= Üretilecek çıktı =
Aşağıdaki öğelerin tümünde "green foliage" ifadesini "yellow foliage" olarak yeniden adlandırıp satırları tekrar yazın. Geri kalan her şeyi olduğu gibi bırakın.

= Görev öğeleri =
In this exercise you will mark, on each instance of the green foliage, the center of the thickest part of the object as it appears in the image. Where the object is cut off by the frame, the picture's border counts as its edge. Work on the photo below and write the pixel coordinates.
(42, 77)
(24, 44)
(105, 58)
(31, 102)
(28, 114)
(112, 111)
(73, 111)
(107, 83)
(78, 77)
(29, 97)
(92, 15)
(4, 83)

= Alıştırma yanıtı =
In this exercise you will mark, on each instance of the yellow foliage, the center of the thickest part of the object as it appears in the image. Where the object is cut off by the frame, the picture's border counts as its edge. Work on the photo below and write the pixel coordinates.
(42, 77)
(24, 44)
(105, 58)
(31, 102)
(28, 114)
(112, 111)
(73, 111)
(107, 83)
(78, 77)
(29, 97)
(92, 15)
(4, 83)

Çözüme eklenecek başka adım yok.